Are Addictive Personalities an Old Wives’ Tale?

Have you ever listed your personality as a risk factor on a medical form?

For that matter, ask yourself this: Where does your personality live?

Not philosophically – medically. Not your spirit, your soul, or your gut. 

Rather, what we consider our “personalities” really lives in the brain. The collection of all of the things that make up our consciousness is actually electricity, hormones, neurons, and other biological functions.

So why do we imagine that personalities can contain the propensity for addiction?

Especially when we know that addiction changes the brain. Through the lens of the addictive personality myth, which came first – the brain changes or the addiction? 

While we may consider the idea of an “addictive personality” to be a helpful shortcut to predict or explain addiction, it can actually cause quite a bit of harm.

In a lot of ways, this myth is fading into iniquity in the same way that other disorders which were once labeled character defects are losing their insulting edge. (Homosexuality, “hysteria” in women, autism and its symptoms, etc.)

But more than the insult, it’s the cognitive dissonance that begs our attention. If addiction is a predetermined result of a fundamental flaw in your make-up, how can you seek help for the addiction without seeking to change who you are?

You don’t have to. 

Let’s expose some of the harm this myth can cause…

How Addictive Personalities Hurt the Addicted

What are the traits of an “addictive personality”?

Well… they’re not great…

Impulsivity. Inability to adhere to commitments. Thrill-seeking and danger-hunting. Manipulative. Deceitful. Selfish. Easily distracted. Irresponsible. Unreliable. Obsessed with attention. 

Yikes.

Imagine you’ve developed an addiction – to a drug, an activity, or anything else. 

Was it because of the flaws in your personality? Did you create the flaws in your personality by having an addiction? And if this is what you’re really like, are you worth saving – is it worth it to eliminate addiction from your life?

Now, it’s important to note that the list of traits associated with addictive personalities didn’t materialize out of nothing.

-------------------------

Apply what you read
1 > Quote the stretch of the text on addictive personalities from "What are the" through "Obsessed with attention.".
2 > For each statement, say whether the text on addictive personalities agrees with it, and quote the words that decide it: (a) The text says that what we consider our personalities lives in the gut. (b) The text names thrill-seeking as one of the traits of an "addictive personality." (c) The text says the list of traits associated with addictive personalities materialized out of nothing.

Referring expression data

-------------------------

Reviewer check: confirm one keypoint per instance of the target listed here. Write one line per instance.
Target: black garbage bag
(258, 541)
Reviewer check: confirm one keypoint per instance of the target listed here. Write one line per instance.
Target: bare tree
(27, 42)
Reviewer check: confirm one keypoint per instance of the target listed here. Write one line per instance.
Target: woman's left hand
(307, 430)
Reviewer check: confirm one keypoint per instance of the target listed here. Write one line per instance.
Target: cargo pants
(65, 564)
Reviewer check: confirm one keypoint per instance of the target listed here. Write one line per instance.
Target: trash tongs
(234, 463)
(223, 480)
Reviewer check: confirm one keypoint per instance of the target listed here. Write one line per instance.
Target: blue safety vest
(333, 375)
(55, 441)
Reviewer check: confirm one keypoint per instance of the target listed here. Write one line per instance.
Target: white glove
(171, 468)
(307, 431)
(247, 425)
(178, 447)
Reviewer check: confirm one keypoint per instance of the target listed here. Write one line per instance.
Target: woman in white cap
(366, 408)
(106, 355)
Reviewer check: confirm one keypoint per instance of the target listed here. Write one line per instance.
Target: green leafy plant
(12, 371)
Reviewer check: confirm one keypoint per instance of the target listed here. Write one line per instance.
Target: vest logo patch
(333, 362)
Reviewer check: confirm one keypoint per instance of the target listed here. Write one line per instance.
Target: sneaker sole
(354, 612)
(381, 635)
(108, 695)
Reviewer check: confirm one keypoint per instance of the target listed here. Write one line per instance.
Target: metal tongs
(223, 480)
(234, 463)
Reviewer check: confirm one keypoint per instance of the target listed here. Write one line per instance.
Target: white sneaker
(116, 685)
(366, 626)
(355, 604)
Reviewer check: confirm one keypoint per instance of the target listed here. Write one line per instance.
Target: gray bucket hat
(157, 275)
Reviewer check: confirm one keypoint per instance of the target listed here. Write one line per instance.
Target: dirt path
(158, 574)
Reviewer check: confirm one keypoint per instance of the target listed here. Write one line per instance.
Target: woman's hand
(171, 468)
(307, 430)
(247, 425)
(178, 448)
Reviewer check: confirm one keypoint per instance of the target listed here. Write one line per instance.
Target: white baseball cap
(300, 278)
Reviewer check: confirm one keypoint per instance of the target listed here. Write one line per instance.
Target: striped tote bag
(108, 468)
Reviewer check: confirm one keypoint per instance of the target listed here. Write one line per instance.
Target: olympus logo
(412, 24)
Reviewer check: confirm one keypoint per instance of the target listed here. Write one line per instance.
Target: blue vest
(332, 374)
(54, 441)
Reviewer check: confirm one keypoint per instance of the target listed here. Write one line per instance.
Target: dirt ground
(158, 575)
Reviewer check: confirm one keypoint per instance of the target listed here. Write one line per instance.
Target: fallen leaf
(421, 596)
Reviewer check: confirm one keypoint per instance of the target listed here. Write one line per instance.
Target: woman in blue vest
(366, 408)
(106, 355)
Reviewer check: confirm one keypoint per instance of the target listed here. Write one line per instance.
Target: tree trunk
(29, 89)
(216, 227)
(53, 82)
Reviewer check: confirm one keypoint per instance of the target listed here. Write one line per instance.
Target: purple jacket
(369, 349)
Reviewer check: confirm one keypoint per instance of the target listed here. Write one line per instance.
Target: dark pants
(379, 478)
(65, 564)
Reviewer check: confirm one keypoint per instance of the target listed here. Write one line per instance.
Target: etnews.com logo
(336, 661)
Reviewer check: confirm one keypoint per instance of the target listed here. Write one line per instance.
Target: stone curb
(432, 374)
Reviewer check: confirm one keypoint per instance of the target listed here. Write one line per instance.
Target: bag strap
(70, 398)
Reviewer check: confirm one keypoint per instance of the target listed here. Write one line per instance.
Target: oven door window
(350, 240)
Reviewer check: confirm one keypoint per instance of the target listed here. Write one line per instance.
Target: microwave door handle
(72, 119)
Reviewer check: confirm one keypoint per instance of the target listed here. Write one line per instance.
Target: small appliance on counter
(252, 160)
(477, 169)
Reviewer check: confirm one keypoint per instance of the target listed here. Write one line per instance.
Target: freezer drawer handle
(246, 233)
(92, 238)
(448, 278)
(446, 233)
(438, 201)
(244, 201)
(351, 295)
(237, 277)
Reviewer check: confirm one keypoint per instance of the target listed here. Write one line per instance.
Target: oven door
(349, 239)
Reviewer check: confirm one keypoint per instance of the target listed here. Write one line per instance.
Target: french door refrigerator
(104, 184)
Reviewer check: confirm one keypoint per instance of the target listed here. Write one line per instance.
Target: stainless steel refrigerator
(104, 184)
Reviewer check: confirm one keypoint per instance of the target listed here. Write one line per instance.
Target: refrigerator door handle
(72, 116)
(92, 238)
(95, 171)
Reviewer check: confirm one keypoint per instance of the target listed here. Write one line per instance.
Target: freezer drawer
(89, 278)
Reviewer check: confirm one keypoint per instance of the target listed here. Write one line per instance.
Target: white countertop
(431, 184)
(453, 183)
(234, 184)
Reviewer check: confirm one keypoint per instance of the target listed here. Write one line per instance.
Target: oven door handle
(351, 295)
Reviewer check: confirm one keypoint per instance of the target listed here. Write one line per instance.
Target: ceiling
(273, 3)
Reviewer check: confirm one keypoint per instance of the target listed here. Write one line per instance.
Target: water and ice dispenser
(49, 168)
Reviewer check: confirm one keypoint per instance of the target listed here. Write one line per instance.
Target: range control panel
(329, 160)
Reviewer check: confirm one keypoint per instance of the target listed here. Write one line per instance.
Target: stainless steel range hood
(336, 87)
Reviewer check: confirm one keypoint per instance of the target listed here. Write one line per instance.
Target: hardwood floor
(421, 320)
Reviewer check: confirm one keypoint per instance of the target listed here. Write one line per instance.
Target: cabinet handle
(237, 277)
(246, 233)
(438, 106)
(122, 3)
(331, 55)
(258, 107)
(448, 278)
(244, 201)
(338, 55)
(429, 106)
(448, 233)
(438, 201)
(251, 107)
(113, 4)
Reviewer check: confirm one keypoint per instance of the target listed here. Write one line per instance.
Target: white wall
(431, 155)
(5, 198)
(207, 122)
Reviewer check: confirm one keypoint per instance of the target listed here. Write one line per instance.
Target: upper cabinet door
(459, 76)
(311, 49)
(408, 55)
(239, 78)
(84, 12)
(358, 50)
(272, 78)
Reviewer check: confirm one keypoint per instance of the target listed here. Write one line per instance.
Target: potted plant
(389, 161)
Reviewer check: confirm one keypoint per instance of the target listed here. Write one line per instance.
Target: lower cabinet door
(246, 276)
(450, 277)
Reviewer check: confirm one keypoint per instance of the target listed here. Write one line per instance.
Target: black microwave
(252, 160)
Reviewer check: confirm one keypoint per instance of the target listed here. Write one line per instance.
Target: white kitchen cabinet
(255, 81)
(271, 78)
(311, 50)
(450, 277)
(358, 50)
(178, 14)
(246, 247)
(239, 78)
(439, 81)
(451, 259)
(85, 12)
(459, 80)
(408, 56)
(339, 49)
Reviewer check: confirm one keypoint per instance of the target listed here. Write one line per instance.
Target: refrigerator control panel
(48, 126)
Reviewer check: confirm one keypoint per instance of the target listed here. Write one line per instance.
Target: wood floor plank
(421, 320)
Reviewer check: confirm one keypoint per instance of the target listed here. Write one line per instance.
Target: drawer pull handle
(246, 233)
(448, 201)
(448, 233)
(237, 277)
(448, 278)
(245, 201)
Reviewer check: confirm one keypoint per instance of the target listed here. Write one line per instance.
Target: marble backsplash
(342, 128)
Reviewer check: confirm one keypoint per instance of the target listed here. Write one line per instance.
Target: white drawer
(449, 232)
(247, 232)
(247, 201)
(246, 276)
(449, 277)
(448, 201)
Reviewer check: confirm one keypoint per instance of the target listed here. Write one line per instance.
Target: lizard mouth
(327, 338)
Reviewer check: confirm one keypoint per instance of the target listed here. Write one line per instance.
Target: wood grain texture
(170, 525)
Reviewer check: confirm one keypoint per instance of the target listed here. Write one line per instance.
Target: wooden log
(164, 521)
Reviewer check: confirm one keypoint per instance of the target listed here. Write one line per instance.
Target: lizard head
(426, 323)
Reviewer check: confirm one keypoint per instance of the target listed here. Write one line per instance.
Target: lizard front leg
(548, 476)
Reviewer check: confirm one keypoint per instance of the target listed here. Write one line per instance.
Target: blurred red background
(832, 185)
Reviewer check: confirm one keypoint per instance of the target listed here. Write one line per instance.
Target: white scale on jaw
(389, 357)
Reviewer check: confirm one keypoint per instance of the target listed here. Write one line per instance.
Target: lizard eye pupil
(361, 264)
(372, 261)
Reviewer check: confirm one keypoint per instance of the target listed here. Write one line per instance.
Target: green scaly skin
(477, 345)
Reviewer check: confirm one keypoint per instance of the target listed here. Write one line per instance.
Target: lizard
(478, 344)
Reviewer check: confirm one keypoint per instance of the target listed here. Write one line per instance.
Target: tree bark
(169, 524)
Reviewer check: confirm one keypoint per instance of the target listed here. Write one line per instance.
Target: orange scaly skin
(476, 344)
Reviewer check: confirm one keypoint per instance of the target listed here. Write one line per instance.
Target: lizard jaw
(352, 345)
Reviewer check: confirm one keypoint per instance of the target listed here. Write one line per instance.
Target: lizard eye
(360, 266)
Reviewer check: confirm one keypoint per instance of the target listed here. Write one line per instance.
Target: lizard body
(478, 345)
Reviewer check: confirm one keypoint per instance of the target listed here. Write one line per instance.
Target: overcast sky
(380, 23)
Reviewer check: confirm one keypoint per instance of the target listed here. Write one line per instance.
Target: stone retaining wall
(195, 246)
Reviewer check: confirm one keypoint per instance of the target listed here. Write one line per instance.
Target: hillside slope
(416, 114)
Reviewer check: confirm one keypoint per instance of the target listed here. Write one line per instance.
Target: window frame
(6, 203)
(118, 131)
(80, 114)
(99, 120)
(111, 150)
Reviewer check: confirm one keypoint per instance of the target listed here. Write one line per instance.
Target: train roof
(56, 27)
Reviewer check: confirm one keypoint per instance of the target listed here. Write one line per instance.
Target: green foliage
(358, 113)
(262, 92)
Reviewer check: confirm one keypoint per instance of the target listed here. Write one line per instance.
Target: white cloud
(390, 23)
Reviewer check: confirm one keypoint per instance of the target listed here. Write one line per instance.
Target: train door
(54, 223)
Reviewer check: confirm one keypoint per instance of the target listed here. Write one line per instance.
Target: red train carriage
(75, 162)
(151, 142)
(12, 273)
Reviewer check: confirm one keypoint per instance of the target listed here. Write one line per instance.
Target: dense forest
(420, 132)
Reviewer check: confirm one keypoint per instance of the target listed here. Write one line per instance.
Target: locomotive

-------------------------

Results in order
1 >
What are the traits of an “addictive personality”?

Well… they’re not great…

Impulsivity. Inability to adhere to commitments. Thrill-seeking and danger-hunting. Manipulative. Deceitful. Selfish. Easily distracted. Irresponsible. Unreliable. Obsessed with attention.

2 >
(a) No: "what we consider our “personalities” really lives in the brain."
(b) Yes: "Thrill-seeking and danger-hunting."
(c) No: "the list of traits associated with addictive personalities didn’t materialize out of nothing."